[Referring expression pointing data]
====
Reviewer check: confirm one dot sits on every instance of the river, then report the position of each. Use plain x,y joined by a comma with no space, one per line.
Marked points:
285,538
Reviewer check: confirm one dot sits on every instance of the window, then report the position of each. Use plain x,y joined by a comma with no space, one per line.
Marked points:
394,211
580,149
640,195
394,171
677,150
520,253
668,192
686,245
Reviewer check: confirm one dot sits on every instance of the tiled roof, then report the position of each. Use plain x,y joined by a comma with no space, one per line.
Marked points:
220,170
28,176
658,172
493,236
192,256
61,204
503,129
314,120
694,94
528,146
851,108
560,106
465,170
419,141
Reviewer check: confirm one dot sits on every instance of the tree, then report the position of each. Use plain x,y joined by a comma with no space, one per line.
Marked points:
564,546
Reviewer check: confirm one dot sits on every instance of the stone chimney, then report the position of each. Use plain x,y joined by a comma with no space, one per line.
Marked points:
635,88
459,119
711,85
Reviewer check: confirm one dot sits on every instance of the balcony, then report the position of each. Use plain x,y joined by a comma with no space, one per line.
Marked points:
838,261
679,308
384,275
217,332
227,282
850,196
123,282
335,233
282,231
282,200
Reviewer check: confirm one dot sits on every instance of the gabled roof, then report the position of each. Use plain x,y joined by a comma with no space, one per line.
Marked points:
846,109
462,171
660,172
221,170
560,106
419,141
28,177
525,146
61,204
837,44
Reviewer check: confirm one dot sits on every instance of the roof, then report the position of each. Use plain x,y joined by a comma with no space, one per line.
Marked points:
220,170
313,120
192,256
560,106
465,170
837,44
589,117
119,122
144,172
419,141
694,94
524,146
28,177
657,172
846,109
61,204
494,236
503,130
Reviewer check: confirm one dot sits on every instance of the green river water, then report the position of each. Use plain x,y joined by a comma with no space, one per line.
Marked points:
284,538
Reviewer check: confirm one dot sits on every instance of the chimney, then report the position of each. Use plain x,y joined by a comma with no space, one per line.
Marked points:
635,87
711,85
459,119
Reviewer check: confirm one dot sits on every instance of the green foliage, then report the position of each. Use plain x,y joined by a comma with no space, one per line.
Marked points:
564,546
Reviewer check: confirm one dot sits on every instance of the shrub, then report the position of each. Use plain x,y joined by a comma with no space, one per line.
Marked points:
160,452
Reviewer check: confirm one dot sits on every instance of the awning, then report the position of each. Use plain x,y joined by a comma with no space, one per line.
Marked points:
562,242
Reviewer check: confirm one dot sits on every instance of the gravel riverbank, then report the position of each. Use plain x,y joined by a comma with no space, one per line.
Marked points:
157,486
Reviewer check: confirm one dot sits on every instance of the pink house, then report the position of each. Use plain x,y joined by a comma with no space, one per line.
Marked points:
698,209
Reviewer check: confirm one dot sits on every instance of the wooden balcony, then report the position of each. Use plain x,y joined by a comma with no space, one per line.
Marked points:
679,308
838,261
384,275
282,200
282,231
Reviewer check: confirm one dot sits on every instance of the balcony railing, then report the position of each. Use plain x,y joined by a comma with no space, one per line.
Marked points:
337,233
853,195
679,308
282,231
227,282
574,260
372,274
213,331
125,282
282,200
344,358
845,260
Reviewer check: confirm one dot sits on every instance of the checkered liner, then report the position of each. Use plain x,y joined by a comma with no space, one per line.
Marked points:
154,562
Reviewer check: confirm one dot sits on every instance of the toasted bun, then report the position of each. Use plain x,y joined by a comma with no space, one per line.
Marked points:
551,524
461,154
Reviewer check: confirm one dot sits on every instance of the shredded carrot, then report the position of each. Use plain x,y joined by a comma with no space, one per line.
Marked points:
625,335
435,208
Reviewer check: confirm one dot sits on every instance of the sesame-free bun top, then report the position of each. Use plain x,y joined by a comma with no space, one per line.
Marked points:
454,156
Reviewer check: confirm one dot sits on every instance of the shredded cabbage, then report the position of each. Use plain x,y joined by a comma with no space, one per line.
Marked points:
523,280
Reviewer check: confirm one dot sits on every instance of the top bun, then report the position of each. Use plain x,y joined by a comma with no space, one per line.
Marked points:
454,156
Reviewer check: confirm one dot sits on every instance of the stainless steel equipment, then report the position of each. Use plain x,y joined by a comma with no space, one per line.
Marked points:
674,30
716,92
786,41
====
■ **WHAT IS EXPECTED**: Search the entries for the word "green", then copy every line in which it is found.

■ **RESULT BELOW**:
Reviewer check: confirm one dot sits on every instance of the green river water, then report the position of each. Use plain x,y joined by a comma with no space, one per line.
Reviewer check: confirm one dot sits on every instance of the green foliage, then report the position of each. Use plain x,y joined by a comma with no space, one per line.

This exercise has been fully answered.